- _Your task_: Write out the lines from the top of the material through the line with "box: [445, 765, 834, 935]", exactly and with nothing added.

- _Provided records_:
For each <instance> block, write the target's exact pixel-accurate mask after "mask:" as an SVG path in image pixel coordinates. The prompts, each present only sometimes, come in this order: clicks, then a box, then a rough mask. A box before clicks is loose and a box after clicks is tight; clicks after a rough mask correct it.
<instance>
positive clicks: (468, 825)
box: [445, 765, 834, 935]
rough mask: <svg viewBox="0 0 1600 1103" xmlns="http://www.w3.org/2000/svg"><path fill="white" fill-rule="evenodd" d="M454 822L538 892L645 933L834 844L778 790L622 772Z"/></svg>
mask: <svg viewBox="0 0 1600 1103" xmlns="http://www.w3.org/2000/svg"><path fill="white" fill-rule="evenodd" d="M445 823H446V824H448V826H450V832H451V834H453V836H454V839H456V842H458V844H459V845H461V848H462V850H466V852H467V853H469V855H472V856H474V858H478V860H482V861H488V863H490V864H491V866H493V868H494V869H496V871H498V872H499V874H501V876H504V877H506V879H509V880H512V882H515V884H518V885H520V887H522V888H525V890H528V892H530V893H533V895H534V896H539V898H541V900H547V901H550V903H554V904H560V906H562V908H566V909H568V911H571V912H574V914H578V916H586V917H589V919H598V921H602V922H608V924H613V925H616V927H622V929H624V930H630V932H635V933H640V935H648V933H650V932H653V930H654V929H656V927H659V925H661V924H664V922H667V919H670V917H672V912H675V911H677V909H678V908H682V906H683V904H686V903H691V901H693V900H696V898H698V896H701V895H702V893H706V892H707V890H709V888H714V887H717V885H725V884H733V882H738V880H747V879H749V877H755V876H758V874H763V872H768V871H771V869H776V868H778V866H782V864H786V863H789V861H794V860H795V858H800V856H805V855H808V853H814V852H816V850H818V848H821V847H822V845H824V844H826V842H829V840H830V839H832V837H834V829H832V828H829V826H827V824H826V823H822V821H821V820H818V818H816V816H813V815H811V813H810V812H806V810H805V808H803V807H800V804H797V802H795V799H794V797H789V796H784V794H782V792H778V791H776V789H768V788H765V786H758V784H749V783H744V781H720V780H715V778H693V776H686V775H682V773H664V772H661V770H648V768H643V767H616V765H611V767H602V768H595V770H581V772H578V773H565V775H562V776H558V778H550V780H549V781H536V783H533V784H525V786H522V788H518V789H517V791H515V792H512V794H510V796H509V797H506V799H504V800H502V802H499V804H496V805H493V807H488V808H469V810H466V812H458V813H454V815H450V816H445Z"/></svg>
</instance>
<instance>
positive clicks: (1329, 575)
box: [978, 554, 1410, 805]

- _Expected output_:
For each <instance> block, write the target's exact pixel-accurate mask after "mask:" as an SVG path in image pixel coordinates. The prompts, each present only sometimes, come in this order: clicks, then a box, then a rough mask. A box before clicks is loose and a box after clicks is tight; clicks after a rough mask correct it.
<instance>
positive clicks: (468, 825)
box: [445, 765, 834, 935]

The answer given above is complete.